§ EXTRACT
··········
Norman Borlaug

According to an article in the Wall Street Journal by Gregg Easterbrook, Norman Borlaug was “arguably the greatest American of the 20th century.”

Why? By conservative estimates, he saved the lives of over one billion human beings.

And yet most of us have never heard of him. He died on September 12, 2009 at the age of 95. Thanks to him, the United Nations Food and Agriculture organization was able to declare in 2006 that malnutrition is “at the lowest level in human history.” He is one of only six people to have won the Nobel Peace Prize, the Presidential Medal of Freedom and the Congressional Gold Medal. He also received the Padma Vibhushan, India’s second-highest civilian honor.

In 1968 Paul R. Ehrlich published a book called The Population Bomb. He predicted that in the 1970s and 1980s hundreds of millions of people would be dying of starvation thanks to the growth in the world’s population.

Ehrlich’s book was a rehash of the old Malthusian argument. Thomas Malthus was a British scholar born in 1766 who believed that population growth sooner or later gets checked by famine, disease and widespread mortality. Malthus wrote “The power of population is indefinitely greater than the power in the earth to produce subsistence for man.”

A leading critic of Ehrlich has been Julian Lincoln Simon who wrote a book called The Ultimate Resource. He argued the opposite of Ehrlich. He said that a larger population is beneficial. In 1980, Ehrlich and Simon made a bet. Ehrlich predicted that the price of metals in the 1980s would increase as the metals became more scarce in the Earth’s crust. Simon predicted that the price of those metals instead would decline, just as they had always declined throughout human history. Simon won the bet.

Malthus, Ehrlich and others like them have consistently predicted gloom for the future. Ehrlich predicted that the United States would see its life expectancy drop to 42 years by 1980 because of pesticide usage and that the population would drop to 22.6 million by 1999. Simon complained that “As soon as one predicted disaster doesn’t occur, the doomsayers skip to another… why don’t [they] see that, in the aggregate, things are getting better? Why do they always think we’re at a turning point — or at the end of the road?”

In contrast to the doomsayers such as Ehrlich, Norman Borlaug quietly went about solving the problems, so that Ehrlich’s predicted disasters never happened.
··········
§ EXCERPTED DATA
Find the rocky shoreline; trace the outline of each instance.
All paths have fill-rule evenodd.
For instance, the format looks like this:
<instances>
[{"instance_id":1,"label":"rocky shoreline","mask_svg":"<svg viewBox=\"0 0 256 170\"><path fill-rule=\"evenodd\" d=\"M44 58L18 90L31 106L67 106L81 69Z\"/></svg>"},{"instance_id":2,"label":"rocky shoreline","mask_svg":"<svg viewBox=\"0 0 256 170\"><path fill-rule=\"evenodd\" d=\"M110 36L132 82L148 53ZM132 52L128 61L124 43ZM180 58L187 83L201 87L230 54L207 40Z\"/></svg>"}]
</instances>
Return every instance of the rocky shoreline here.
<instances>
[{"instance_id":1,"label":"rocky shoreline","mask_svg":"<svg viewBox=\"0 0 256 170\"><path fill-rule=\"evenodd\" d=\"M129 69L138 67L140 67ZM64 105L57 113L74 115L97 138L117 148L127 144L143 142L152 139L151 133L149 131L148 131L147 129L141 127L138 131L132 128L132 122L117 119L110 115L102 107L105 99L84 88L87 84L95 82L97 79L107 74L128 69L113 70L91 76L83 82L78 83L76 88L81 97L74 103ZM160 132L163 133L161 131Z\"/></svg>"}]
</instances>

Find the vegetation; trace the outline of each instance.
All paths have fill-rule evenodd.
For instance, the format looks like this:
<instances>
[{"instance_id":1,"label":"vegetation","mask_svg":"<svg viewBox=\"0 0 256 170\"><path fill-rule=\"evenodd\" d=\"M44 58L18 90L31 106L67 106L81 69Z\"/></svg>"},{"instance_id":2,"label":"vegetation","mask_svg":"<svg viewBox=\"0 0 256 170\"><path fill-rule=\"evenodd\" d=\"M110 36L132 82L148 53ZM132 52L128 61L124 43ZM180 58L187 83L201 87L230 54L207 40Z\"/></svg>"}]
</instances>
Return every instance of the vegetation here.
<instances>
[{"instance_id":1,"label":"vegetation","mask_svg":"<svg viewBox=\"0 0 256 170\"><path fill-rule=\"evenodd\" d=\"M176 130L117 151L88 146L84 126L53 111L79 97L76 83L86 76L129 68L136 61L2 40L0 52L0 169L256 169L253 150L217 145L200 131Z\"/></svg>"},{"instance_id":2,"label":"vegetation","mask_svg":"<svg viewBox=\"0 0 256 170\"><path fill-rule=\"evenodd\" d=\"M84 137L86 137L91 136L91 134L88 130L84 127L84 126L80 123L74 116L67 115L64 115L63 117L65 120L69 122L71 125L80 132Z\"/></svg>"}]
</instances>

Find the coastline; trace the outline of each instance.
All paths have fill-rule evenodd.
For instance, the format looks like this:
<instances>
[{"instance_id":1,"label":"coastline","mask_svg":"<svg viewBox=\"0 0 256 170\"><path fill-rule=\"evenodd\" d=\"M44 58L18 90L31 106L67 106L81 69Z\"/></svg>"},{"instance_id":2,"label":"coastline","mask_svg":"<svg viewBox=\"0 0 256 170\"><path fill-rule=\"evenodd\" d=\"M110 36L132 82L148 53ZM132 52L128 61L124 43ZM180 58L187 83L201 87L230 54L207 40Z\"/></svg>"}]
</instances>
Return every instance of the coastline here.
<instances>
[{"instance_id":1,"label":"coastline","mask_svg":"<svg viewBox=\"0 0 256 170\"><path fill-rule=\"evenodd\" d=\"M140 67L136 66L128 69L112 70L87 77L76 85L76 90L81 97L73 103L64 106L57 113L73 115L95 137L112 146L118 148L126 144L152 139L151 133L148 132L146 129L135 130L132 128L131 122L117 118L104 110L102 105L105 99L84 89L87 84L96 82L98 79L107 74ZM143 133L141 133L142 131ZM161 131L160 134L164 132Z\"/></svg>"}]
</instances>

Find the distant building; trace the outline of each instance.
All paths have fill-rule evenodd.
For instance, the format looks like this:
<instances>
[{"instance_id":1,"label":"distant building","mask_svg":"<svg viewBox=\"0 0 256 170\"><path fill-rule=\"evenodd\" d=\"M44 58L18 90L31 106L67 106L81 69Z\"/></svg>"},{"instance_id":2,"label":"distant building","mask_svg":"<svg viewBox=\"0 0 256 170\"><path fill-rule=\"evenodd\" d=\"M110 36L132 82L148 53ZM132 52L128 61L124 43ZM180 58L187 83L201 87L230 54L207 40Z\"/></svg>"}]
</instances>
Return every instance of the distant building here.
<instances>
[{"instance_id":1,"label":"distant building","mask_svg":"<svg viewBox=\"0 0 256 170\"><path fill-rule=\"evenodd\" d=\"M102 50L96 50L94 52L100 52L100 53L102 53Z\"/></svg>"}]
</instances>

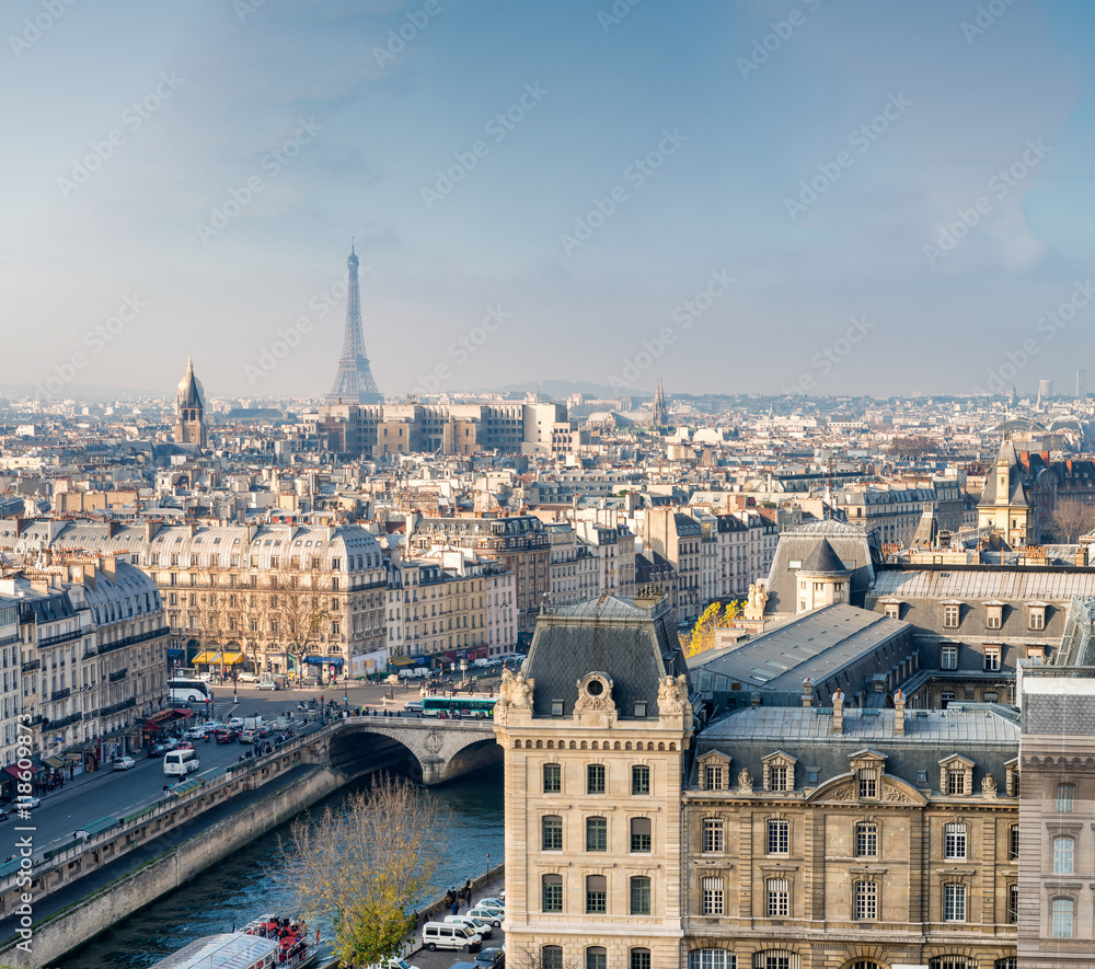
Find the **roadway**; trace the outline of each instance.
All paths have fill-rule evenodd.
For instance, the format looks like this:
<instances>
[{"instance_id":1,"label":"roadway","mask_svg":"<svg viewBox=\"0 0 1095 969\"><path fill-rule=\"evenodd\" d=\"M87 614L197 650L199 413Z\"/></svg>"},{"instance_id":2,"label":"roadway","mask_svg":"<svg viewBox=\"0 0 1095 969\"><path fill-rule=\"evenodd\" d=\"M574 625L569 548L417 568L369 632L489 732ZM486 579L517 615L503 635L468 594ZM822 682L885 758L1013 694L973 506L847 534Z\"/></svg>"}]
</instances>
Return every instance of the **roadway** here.
<instances>
[{"instance_id":1,"label":"roadway","mask_svg":"<svg viewBox=\"0 0 1095 969\"><path fill-rule=\"evenodd\" d=\"M494 685L497 685L496 682ZM489 690L489 687L482 682L477 683L476 688ZM349 685L327 684L274 691L258 690L252 684L241 683L234 692L230 685L214 685L212 690L215 696L212 718L222 723L231 717L252 715L273 720L278 716L288 716L290 712L293 715L293 723L299 723L306 714L298 710L298 703L302 700L315 700L319 703L321 696L324 701L336 701L339 707L388 708L402 715L403 703L419 695L415 687L404 691L402 685L397 685L394 688L394 699L385 704L384 696L392 690L391 687L372 683L361 685L356 682ZM197 704L195 707L195 719L187 723L205 719L204 710L197 710ZM198 773L201 773L210 768L227 766L238 762L247 748L241 743L196 740L194 749L201 763ZM26 833L16 832L15 827L35 829L32 837L35 851L38 852L54 844L70 841L73 832L100 818L124 817L145 805L160 800L163 796L163 785L169 780L175 780L164 776L163 759L146 757L142 750L130 753L137 761L137 766L128 771L113 771L107 766L94 773L81 774L72 781L67 781L60 789L42 795L42 806L31 811L30 822L19 819L15 805L5 805L11 815L7 821L0 823L0 863L14 853L16 839Z\"/></svg>"}]
</instances>

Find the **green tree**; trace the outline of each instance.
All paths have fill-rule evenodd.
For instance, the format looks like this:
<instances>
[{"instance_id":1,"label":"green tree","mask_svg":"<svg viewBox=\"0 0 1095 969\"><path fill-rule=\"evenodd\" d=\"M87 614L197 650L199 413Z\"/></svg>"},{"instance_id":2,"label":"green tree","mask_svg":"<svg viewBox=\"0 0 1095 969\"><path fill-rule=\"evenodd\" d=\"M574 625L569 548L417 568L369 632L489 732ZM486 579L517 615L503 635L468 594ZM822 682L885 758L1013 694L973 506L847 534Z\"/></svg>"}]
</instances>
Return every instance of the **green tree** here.
<instances>
[{"instance_id":1,"label":"green tree","mask_svg":"<svg viewBox=\"0 0 1095 969\"><path fill-rule=\"evenodd\" d=\"M335 957L360 969L399 955L414 928L407 913L434 893L441 841L433 797L380 774L342 808L298 818L279 849L301 913L333 919Z\"/></svg>"}]
</instances>

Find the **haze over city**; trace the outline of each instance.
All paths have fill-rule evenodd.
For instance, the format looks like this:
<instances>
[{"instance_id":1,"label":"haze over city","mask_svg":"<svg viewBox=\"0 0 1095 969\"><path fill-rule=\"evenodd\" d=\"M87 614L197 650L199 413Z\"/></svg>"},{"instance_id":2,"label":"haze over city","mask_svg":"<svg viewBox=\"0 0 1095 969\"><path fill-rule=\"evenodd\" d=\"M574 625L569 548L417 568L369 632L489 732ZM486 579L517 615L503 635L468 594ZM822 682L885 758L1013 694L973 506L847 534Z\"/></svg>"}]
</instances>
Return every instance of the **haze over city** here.
<instances>
[{"instance_id":1,"label":"haze over city","mask_svg":"<svg viewBox=\"0 0 1095 969\"><path fill-rule=\"evenodd\" d=\"M1033 392L1088 345L1091 4L0 18L0 383L322 395L351 239L389 399Z\"/></svg>"}]
</instances>

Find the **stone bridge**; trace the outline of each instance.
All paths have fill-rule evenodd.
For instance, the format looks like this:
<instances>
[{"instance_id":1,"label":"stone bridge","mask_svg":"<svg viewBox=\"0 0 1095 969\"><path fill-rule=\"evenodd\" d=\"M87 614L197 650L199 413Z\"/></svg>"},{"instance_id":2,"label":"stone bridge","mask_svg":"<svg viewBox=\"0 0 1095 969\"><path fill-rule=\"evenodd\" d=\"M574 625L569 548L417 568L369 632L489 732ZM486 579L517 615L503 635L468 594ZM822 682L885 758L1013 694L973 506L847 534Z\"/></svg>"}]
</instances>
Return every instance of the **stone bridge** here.
<instances>
[{"instance_id":1,"label":"stone bridge","mask_svg":"<svg viewBox=\"0 0 1095 969\"><path fill-rule=\"evenodd\" d=\"M333 770L365 774L400 770L423 784L440 784L502 761L493 720L348 717L327 741Z\"/></svg>"}]
</instances>

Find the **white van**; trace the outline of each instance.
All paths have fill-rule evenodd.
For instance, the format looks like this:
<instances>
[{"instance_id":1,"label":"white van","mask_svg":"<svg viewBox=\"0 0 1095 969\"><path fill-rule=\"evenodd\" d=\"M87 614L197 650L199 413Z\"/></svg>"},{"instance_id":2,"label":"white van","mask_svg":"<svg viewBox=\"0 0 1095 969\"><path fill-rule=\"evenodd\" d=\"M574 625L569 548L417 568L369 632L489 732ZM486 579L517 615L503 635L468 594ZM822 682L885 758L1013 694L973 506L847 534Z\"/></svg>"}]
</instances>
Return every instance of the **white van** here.
<instances>
[{"instance_id":1,"label":"white van","mask_svg":"<svg viewBox=\"0 0 1095 969\"><path fill-rule=\"evenodd\" d=\"M462 948L477 953L483 945L483 936L454 922L427 922L422 926L422 944L431 953Z\"/></svg>"},{"instance_id":2,"label":"white van","mask_svg":"<svg viewBox=\"0 0 1095 969\"><path fill-rule=\"evenodd\" d=\"M169 776L185 776L199 765L196 750L169 750L163 755L163 773Z\"/></svg>"}]
</instances>

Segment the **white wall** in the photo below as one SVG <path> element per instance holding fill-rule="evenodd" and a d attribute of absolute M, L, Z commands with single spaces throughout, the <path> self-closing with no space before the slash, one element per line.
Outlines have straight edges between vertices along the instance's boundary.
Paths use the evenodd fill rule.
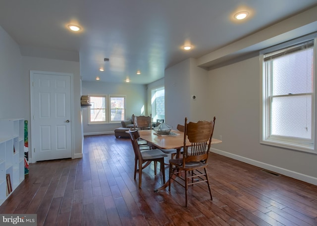
<path fill-rule="evenodd" d="M 209 72 L 209 111 L 217 117 L 213 151 L 317 184 L 317 155 L 260 144 L 259 56 Z"/>
<path fill-rule="evenodd" d="M 147 90 L 145 85 L 82 81 L 82 95 L 126 95 L 126 119 L 131 119 L 132 114 L 148 115 Z M 82 108 L 84 135 L 113 134 L 115 128 L 121 127 L 121 123 L 88 125 L 89 109 L 89 108 Z"/>
<path fill-rule="evenodd" d="M 0 26 L 0 119 L 29 120 L 29 80 L 19 46 Z"/>
<path fill-rule="evenodd" d="M 176 129 L 190 119 L 190 59 L 165 70 L 165 121 Z"/>
<path fill-rule="evenodd" d="M 190 96 L 187 100 L 190 102 L 190 121 L 198 122 L 199 120 L 211 121 L 214 115 L 212 111 L 207 110 L 210 105 L 212 105 L 208 96 L 210 88 L 206 83 L 208 78 L 208 72 L 203 68 L 197 67 L 197 60 L 191 58 L 189 62 L 190 88 Z M 195 95 L 196 98 L 192 96 Z M 212 109 L 212 108 L 211 108 Z"/>
<path fill-rule="evenodd" d="M 164 78 L 161 79 L 159 79 L 155 82 L 154 82 L 147 86 L 147 98 L 148 100 L 148 114 L 150 115 L 150 114 L 152 114 L 153 117 L 153 114 L 152 113 L 152 90 L 155 90 L 160 87 L 164 86 Z"/>
<path fill-rule="evenodd" d="M 73 150 L 81 157 L 80 78 L 78 62 L 22 56 L 18 45 L 0 27 L 0 118 L 23 118 L 30 122 L 30 70 L 70 73 L 74 75 Z M 29 149 L 31 133 L 29 135 Z M 29 151 L 29 157 L 32 154 Z"/>

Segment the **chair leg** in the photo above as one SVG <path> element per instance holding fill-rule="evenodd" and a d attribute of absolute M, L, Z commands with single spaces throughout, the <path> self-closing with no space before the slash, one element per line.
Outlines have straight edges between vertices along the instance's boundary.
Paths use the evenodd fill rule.
<path fill-rule="evenodd" d="M 135 180 L 137 177 L 137 168 L 138 167 L 138 160 L 136 158 L 135 159 L 134 162 L 134 180 Z"/>
<path fill-rule="evenodd" d="M 164 158 L 160 160 L 160 162 L 159 163 L 159 165 L 160 165 L 160 171 L 162 172 L 162 176 L 163 177 L 163 184 L 165 183 L 165 167 L 164 164 Z"/>
<path fill-rule="evenodd" d="M 188 180 L 187 179 L 187 171 L 185 172 L 185 200 L 186 207 L 188 207 Z"/>
<path fill-rule="evenodd" d="M 205 173 L 206 175 L 206 179 L 207 180 L 207 183 L 208 184 L 208 189 L 209 189 L 209 193 L 210 194 L 210 198 L 212 200 L 212 195 L 211 194 L 211 188 L 210 186 L 210 183 L 209 182 L 209 178 L 208 178 L 208 174 L 207 174 L 207 169 L 204 168 L 205 170 Z"/>
<path fill-rule="evenodd" d="M 139 161 L 139 188 L 141 188 L 141 182 L 142 182 L 142 163 Z"/>
<path fill-rule="evenodd" d="M 154 175 L 155 176 L 157 176 L 157 174 L 158 173 L 157 172 L 157 168 L 158 168 L 158 162 L 157 162 L 156 161 L 154 161 Z"/>
<path fill-rule="evenodd" d="M 169 171 L 168 171 L 168 174 L 169 174 L 169 178 L 168 178 L 168 191 L 170 191 L 170 184 L 171 182 L 171 180 L 172 180 L 172 170 L 173 170 L 172 168 L 172 164 L 171 164 L 170 163 L 169 164 Z"/>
··········
§ WHAT TO DO
[1] Answer these questions from the text on Norman Borlaug, marking your answers (a), (b) and (c).
(a) At what age did Borlaug die?
(b) In what year was Thomas Malthus born?
(c) To what figure did Ehrlich predict the United States population would drop by 1999?
[2] List every honor that the Norman Borlaug text says he received.

§ ANSWERS BELOW
[1]
(a) 95
(b) 1766
(c) 22.6 million

[2]
- Nobel Peace Prize
- Presidential Medal of Freedom
- Congressional Gold Medal
- Padma Vibhushan